スポーツと睡眠に関する研究で有名なのはCheri Mahという学生が行った、バスケットボール部の学生たちに毎日10時間寝る指示を出してパフォーマンスへの影響を調べた研究ですね。

研究内容は、10時間の睡眠を続けながら毎日シュートやダッシュ、反応速度のスコアをとり続けたところ、少しずつ向上が見られて40日近くかけて大きく伸びたそうです。282フィートダッシュ(約86m)では16.2秒から15.5秒。フリースローも10本中7.9本から8.8本に成功率が伸びたという研究結果があります。

睡眠不足の選手が十分な睡眠を取った結果、運動能力が向上したというこの研究が2007年頃に大きく話題になりました。そこからスポーツ医学において睡眠の重要性が認識されるようになりましたね。

* **元資料**:
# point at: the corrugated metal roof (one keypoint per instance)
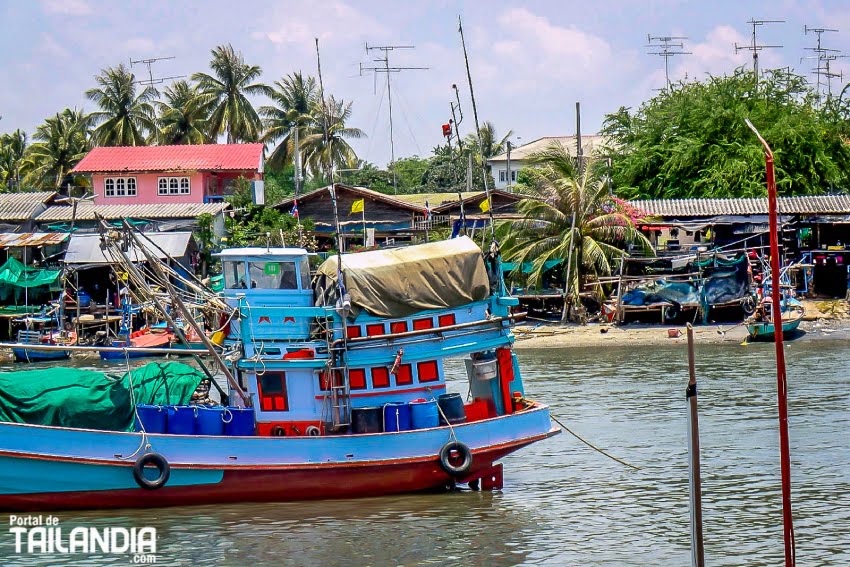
(203, 157)
(678, 208)
(589, 144)
(16, 240)
(85, 248)
(22, 206)
(86, 211)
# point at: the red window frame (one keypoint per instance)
(422, 324)
(428, 371)
(404, 376)
(357, 379)
(380, 377)
(272, 389)
(398, 327)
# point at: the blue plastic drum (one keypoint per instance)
(396, 416)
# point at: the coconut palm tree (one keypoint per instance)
(12, 149)
(588, 248)
(295, 100)
(184, 115)
(321, 157)
(228, 87)
(125, 118)
(60, 143)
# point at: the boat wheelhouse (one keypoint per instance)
(339, 386)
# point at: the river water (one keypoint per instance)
(565, 504)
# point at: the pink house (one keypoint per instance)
(131, 175)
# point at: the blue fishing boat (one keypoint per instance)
(339, 390)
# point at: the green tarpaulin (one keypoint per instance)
(72, 397)
(16, 274)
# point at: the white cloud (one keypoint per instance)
(67, 7)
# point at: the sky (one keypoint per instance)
(530, 61)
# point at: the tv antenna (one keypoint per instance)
(151, 81)
(754, 46)
(823, 55)
(385, 59)
(666, 46)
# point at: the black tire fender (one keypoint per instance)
(446, 458)
(161, 465)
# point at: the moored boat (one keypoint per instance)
(340, 390)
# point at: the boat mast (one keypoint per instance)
(781, 378)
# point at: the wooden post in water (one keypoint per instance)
(695, 483)
(781, 377)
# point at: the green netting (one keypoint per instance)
(72, 397)
(16, 274)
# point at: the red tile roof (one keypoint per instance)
(206, 157)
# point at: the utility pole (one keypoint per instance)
(666, 45)
(151, 81)
(822, 54)
(385, 59)
(754, 46)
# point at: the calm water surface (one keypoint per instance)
(563, 503)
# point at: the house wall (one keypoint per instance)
(204, 186)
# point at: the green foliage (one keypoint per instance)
(229, 86)
(691, 140)
(125, 118)
(601, 233)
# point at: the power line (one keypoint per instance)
(151, 81)
(754, 45)
(667, 46)
(385, 59)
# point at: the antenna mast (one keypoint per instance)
(666, 44)
(151, 81)
(385, 59)
(823, 55)
(754, 46)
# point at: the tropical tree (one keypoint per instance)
(229, 86)
(184, 115)
(588, 245)
(60, 143)
(126, 117)
(322, 156)
(295, 102)
(12, 149)
(691, 141)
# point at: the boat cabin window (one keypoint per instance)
(234, 274)
(304, 267)
(273, 275)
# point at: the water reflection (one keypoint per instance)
(564, 504)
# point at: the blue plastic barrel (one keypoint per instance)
(423, 414)
(181, 420)
(452, 406)
(396, 416)
(239, 421)
(153, 418)
(209, 420)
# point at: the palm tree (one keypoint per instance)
(184, 115)
(295, 101)
(601, 232)
(229, 89)
(125, 118)
(322, 157)
(12, 149)
(61, 142)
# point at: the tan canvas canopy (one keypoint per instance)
(402, 281)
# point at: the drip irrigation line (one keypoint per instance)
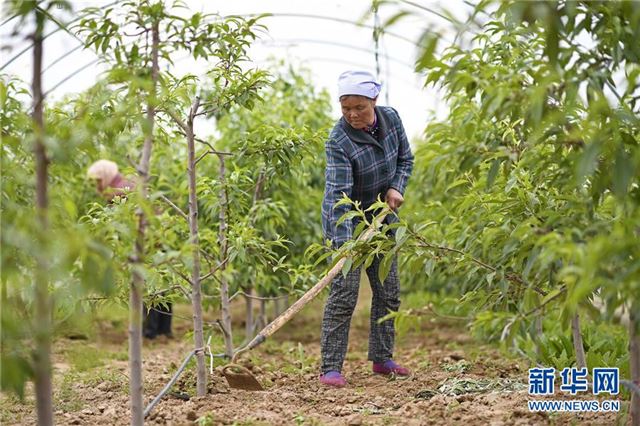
(173, 380)
(59, 28)
(334, 43)
(426, 9)
(328, 18)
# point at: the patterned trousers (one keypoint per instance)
(339, 308)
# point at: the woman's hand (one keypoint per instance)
(394, 199)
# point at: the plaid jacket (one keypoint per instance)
(363, 168)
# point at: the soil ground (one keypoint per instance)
(455, 381)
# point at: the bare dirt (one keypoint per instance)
(455, 381)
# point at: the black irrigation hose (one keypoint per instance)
(173, 380)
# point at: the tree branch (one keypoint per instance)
(175, 207)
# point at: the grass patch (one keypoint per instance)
(461, 366)
(464, 386)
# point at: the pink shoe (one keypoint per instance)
(390, 367)
(333, 378)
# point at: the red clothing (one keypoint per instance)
(119, 186)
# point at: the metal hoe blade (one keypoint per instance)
(240, 377)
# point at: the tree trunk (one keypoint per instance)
(263, 313)
(196, 293)
(634, 360)
(224, 287)
(578, 346)
(249, 327)
(539, 333)
(43, 302)
(137, 282)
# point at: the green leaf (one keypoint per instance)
(346, 267)
(385, 267)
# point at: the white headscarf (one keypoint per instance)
(361, 83)
(104, 170)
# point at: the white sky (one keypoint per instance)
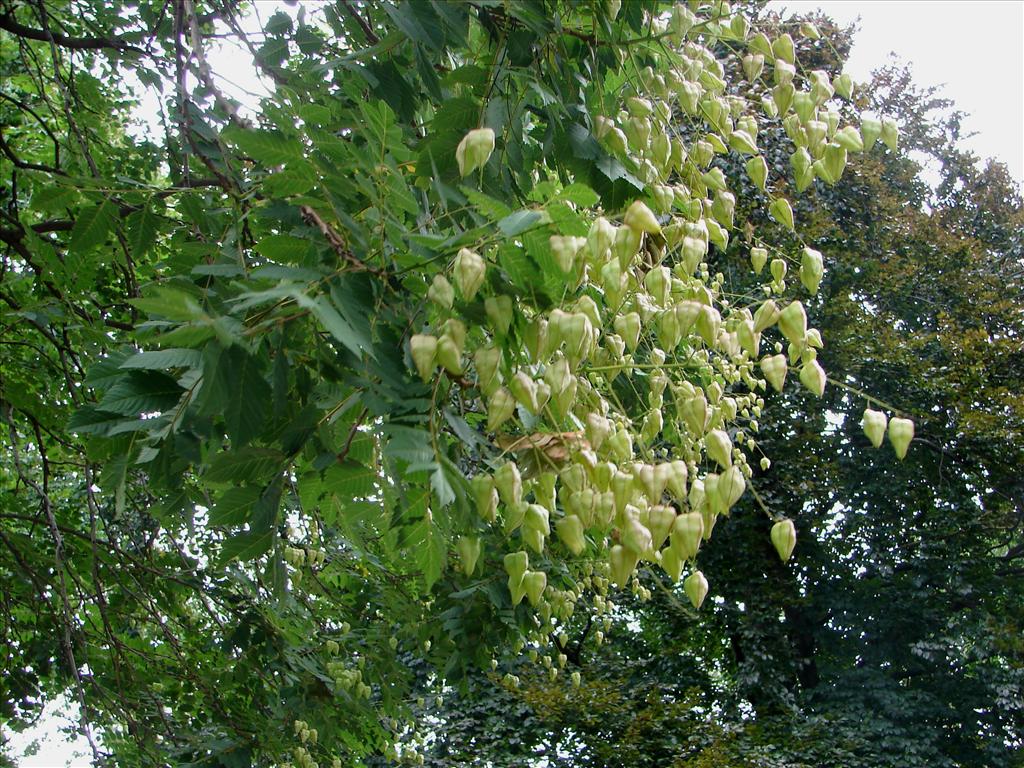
(974, 49)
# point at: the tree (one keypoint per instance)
(892, 635)
(296, 401)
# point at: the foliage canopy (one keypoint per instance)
(465, 338)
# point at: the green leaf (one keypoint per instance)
(245, 465)
(161, 359)
(246, 547)
(233, 506)
(141, 392)
(581, 195)
(91, 226)
(349, 479)
(249, 398)
(283, 248)
(520, 221)
(90, 420)
(167, 302)
(142, 226)
(265, 145)
(429, 550)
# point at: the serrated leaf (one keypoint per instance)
(249, 401)
(233, 506)
(92, 225)
(349, 479)
(245, 465)
(245, 547)
(283, 248)
(267, 146)
(161, 359)
(90, 420)
(429, 550)
(520, 221)
(142, 227)
(581, 195)
(141, 392)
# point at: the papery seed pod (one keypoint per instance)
(687, 532)
(469, 272)
(501, 406)
(516, 564)
(843, 84)
(564, 249)
(719, 448)
(662, 519)
(639, 108)
(774, 369)
(695, 587)
(778, 269)
(484, 496)
(621, 444)
(782, 95)
(873, 424)
(509, 483)
(486, 360)
(514, 515)
(450, 354)
(474, 150)
(759, 256)
(628, 326)
(724, 209)
(784, 73)
(813, 377)
(639, 218)
(731, 485)
(781, 212)
(793, 323)
(783, 538)
(424, 351)
(900, 434)
(469, 552)
(890, 133)
(523, 388)
(811, 269)
(754, 65)
(694, 413)
(534, 584)
(537, 519)
(676, 481)
(569, 530)
(600, 238)
(835, 161)
(870, 129)
(849, 138)
(715, 179)
(749, 340)
(809, 31)
(440, 292)
(708, 324)
(672, 563)
(622, 561)
(636, 537)
(742, 142)
(658, 283)
(757, 169)
(500, 313)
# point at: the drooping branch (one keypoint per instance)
(78, 43)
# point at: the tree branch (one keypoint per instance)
(78, 43)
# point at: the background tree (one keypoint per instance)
(893, 640)
(255, 430)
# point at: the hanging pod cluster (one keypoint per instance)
(645, 484)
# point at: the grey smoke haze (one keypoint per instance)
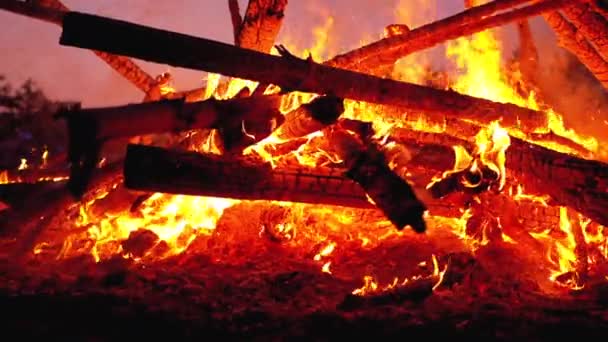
(31, 49)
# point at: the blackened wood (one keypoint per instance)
(389, 192)
(53, 11)
(288, 72)
(168, 116)
(310, 117)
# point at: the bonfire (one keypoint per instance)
(294, 197)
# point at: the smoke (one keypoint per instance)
(569, 87)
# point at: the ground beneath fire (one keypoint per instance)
(272, 293)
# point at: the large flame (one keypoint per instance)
(177, 220)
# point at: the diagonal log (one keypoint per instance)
(53, 11)
(387, 51)
(579, 46)
(94, 32)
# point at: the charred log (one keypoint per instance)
(310, 117)
(261, 24)
(387, 51)
(389, 192)
(155, 169)
(235, 18)
(53, 12)
(592, 25)
(579, 46)
(167, 116)
(87, 31)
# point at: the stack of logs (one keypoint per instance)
(362, 178)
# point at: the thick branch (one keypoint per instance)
(592, 25)
(387, 51)
(261, 24)
(53, 12)
(288, 72)
(579, 46)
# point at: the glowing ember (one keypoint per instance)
(166, 225)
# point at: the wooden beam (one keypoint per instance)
(54, 14)
(289, 72)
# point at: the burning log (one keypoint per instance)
(182, 172)
(235, 18)
(592, 25)
(93, 32)
(53, 12)
(570, 181)
(528, 57)
(582, 255)
(579, 46)
(89, 128)
(261, 24)
(310, 117)
(99, 124)
(387, 51)
(393, 195)
(31, 176)
(155, 169)
(472, 180)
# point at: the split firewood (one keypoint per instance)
(49, 204)
(476, 19)
(288, 72)
(570, 40)
(310, 117)
(589, 23)
(389, 192)
(53, 11)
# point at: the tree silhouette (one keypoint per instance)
(27, 126)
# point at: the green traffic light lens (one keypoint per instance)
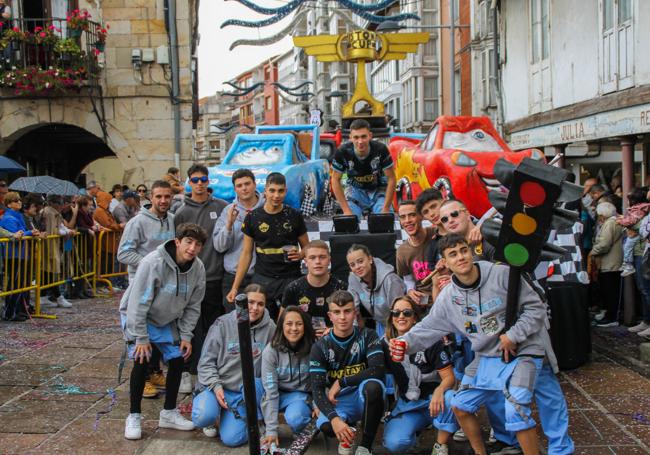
(532, 194)
(516, 254)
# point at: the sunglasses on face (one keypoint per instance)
(454, 214)
(406, 313)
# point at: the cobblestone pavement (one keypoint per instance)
(59, 393)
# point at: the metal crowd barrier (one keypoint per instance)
(106, 264)
(34, 264)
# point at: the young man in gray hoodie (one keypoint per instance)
(161, 307)
(475, 303)
(201, 208)
(227, 235)
(150, 228)
(221, 395)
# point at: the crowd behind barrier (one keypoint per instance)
(38, 264)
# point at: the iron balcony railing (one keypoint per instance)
(51, 51)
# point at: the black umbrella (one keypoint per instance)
(9, 165)
(45, 184)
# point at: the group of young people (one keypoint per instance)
(416, 346)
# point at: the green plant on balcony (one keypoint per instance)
(78, 21)
(34, 81)
(102, 33)
(46, 36)
(16, 35)
(67, 46)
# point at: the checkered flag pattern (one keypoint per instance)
(568, 268)
(307, 206)
(324, 229)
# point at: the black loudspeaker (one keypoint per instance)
(570, 323)
(381, 246)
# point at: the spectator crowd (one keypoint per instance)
(416, 345)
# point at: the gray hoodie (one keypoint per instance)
(282, 371)
(161, 293)
(387, 288)
(231, 242)
(204, 214)
(142, 235)
(220, 365)
(485, 308)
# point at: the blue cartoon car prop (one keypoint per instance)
(288, 149)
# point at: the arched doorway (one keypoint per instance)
(58, 149)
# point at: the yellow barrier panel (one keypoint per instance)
(106, 265)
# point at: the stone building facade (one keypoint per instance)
(129, 115)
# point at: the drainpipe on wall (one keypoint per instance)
(170, 7)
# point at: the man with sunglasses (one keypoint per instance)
(456, 219)
(508, 364)
(201, 208)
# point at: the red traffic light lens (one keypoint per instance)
(532, 194)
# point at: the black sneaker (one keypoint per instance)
(501, 448)
(607, 323)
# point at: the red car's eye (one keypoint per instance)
(460, 159)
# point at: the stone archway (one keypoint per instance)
(61, 136)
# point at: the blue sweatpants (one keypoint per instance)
(232, 421)
(553, 412)
(297, 411)
(349, 406)
(515, 380)
(410, 417)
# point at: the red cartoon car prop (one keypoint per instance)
(456, 157)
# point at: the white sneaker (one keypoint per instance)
(63, 303)
(210, 432)
(186, 383)
(639, 327)
(133, 428)
(459, 436)
(172, 418)
(600, 315)
(627, 270)
(48, 303)
(645, 333)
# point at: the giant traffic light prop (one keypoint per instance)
(529, 211)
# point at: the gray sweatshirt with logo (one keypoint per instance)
(484, 308)
(161, 293)
(142, 235)
(204, 214)
(220, 364)
(282, 371)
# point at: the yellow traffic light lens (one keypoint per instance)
(516, 254)
(523, 224)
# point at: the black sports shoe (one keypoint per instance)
(501, 448)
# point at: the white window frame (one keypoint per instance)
(617, 70)
(540, 98)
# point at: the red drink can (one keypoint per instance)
(399, 348)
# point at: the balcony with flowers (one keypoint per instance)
(51, 56)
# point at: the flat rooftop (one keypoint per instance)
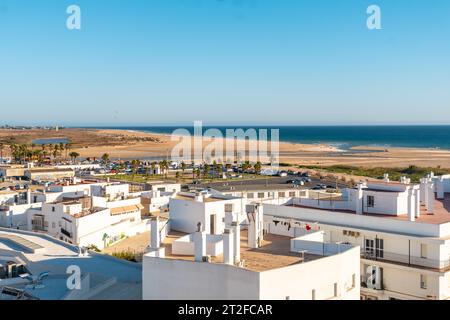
(440, 215)
(205, 199)
(274, 253)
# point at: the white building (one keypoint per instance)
(35, 266)
(87, 213)
(188, 209)
(403, 232)
(248, 264)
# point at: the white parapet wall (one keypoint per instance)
(184, 246)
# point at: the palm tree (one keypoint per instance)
(74, 156)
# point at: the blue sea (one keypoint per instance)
(342, 137)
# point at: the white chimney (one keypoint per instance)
(236, 241)
(255, 228)
(28, 195)
(422, 189)
(155, 240)
(199, 243)
(430, 201)
(418, 194)
(440, 188)
(359, 198)
(411, 205)
(228, 254)
(426, 190)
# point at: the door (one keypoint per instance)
(212, 220)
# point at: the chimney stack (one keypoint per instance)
(228, 252)
(255, 228)
(236, 241)
(418, 195)
(199, 243)
(155, 240)
(28, 195)
(359, 199)
(440, 188)
(430, 199)
(411, 205)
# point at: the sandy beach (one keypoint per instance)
(125, 144)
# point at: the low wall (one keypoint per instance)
(184, 246)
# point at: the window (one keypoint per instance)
(423, 281)
(369, 248)
(380, 248)
(370, 201)
(423, 250)
(229, 207)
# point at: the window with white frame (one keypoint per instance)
(370, 201)
(423, 281)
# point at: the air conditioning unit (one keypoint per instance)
(250, 208)
(374, 277)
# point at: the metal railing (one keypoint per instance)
(66, 233)
(381, 255)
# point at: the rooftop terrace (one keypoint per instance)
(440, 215)
(274, 253)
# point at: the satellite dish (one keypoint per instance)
(35, 281)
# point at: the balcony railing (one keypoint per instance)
(369, 282)
(403, 259)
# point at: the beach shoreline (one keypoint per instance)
(132, 144)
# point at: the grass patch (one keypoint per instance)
(125, 255)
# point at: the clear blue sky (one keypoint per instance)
(224, 61)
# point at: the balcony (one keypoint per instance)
(371, 283)
(66, 233)
(405, 260)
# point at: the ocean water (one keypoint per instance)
(343, 137)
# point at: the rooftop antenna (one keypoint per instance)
(35, 282)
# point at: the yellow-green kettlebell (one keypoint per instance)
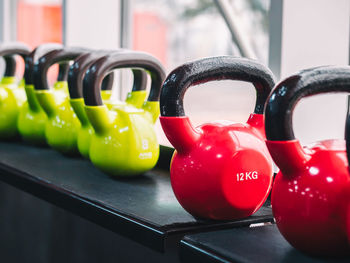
(125, 142)
(12, 95)
(62, 126)
(32, 118)
(75, 85)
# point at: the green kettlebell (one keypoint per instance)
(62, 126)
(125, 142)
(12, 95)
(32, 118)
(75, 85)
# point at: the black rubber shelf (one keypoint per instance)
(255, 244)
(143, 209)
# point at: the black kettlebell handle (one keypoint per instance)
(347, 136)
(126, 59)
(42, 65)
(82, 63)
(210, 69)
(283, 99)
(8, 50)
(38, 52)
(77, 71)
(10, 66)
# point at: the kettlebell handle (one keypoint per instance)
(42, 65)
(10, 66)
(126, 59)
(81, 64)
(8, 50)
(210, 69)
(38, 52)
(347, 136)
(285, 96)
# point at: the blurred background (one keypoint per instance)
(286, 35)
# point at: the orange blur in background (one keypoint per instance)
(37, 24)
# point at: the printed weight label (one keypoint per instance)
(247, 176)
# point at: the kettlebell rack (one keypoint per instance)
(142, 209)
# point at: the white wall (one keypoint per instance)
(91, 23)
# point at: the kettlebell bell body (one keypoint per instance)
(220, 170)
(308, 191)
(75, 79)
(12, 95)
(32, 118)
(62, 126)
(346, 199)
(124, 142)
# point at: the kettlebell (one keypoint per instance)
(32, 118)
(308, 190)
(62, 126)
(125, 142)
(220, 170)
(347, 190)
(12, 95)
(10, 69)
(75, 85)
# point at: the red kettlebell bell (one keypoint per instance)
(347, 193)
(220, 170)
(307, 195)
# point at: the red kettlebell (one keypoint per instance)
(347, 193)
(220, 170)
(307, 196)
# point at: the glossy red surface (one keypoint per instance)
(220, 170)
(308, 195)
(347, 209)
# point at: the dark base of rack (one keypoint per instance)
(33, 230)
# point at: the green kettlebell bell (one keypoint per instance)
(75, 85)
(62, 126)
(12, 95)
(32, 118)
(125, 142)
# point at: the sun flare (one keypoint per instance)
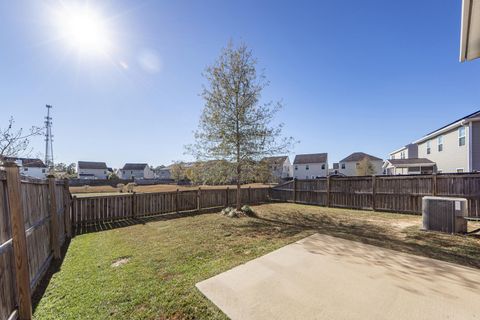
(84, 29)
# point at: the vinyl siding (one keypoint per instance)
(452, 157)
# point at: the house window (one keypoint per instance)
(461, 136)
(440, 144)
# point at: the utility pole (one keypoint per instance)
(48, 140)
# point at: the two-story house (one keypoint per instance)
(454, 147)
(310, 166)
(137, 171)
(360, 164)
(30, 167)
(280, 167)
(92, 170)
(451, 148)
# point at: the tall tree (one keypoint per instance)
(235, 126)
(15, 142)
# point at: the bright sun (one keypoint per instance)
(84, 29)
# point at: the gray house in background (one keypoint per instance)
(352, 165)
(163, 173)
(136, 171)
(279, 166)
(310, 166)
(454, 147)
(92, 170)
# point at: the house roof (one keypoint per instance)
(404, 163)
(310, 158)
(359, 156)
(275, 160)
(470, 35)
(449, 126)
(28, 162)
(91, 165)
(135, 166)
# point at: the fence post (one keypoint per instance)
(134, 205)
(199, 194)
(328, 190)
(176, 201)
(226, 198)
(74, 214)
(19, 240)
(53, 218)
(67, 202)
(374, 193)
(294, 190)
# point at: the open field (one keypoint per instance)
(107, 190)
(149, 270)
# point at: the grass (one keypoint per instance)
(109, 190)
(159, 262)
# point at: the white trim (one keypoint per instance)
(396, 151)
(440, 131)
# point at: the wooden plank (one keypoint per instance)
(54, 230)
(19, 240)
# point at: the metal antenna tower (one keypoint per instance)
(48, 140)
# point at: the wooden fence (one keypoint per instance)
(381, 193)
(33, 227)
(98, 209)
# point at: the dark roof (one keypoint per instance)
(359, 156)
(134, 166)
(275, 160)
(28, 162)
(310, 158)
(472, 115)
(411, 161)
(91, 165)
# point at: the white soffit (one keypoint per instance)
(470, 37)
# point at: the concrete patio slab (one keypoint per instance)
(322, 277)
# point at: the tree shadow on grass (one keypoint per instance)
(452, 248)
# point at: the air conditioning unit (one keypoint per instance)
(444, 214)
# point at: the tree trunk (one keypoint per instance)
(239, 186)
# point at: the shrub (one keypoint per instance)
(248, 211)
(227, 210)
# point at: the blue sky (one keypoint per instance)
(353, 75)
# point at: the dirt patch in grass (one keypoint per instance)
(172, 255)
(120, 262)
(102, 190)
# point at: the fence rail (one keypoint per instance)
(99, 209)
(381, 193)
(37, 217)
(34, 224)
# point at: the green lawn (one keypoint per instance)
(166, 257)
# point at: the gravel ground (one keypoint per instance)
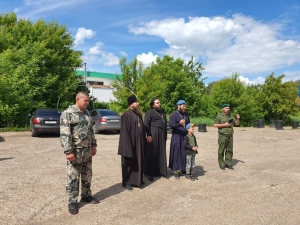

* **取り組む内容**:
a) スポーツと睡眠の課題文のうち、「スポーツと睡眠に関する研究で」から「識されるようになりましたね。」までのすべてを、そのまま書き写してもらえますか。
b) スポーツと睡眠の課題文の最後の文を受けて、その先を書き継いでもらえますか。

* **あなたの回答**:
a)
スポーツと睡眠に関する研究で有名なのはCheri Mahという学生が行った、バスケットボール部の学生たちに毎日10時間寝る指示を出してパフォーマンスへの影響を調べた研究ですね。

研究内容は、10時間の睡眠を続けながら毎日シュートやダッシュ、反応速度のスコアをとり続けたところ、少しずつ向上が見られて40日近くかけて大きく伸びたそうです。282フィートダッシュ(約86m)では16.2秒から15.5秒。フリースローも10本中7.9本から8.8本に成功率が伸びたという研究結果があります。

睡眠不足の選手が十分な睡眠を取った結果、運動能力が向上したというこの研究が2007年頃に大きく話題になりました。そこからスポーツ医学において睡眠の重要性が認識されるようになりましたね。

b)
2017年の著書『スタンフォード式 最高の睡眠』はベストセラーとなり、その年の流行語大賞トップテンには「睡眠負債」が選ばれました。1990年代、スポーツ選手ではない一般人に対する研究でしたが、健康な8名を無理やり毎日14時間ベッドに横になってもらい続けるという研究がありました。普段の彼らの平均睡眠時間は7.5時間だったんですが、1日目と2日目は、13時間眠りました。

その後、段々短くなって、平均10時間の睡眠になっていきました。さらに続けると3週間後に睡眠時間は8.2時間になり、そこで安定したんです。つまり、8.2時間が彼らの身体に必要な睡眠で、1日40分ほど足りなかった睡眠が借金のように積み重なってしまっていた。

それが「睡眠負債」ですね。

寝たいだけ寝る生活を3週間続けたことで、やっと負債を返済できたということになります。そこから「睡眠負債」という概念が生まれました。もう一つの重要なポイントは、3週間経った時点で8.2時間に固定されたことです。好きなだけ寝られる環境でも、それ以上は寝られない。つまり、睡眠負債は存在するのですが「睡眠貯金」はできないことが分かりました。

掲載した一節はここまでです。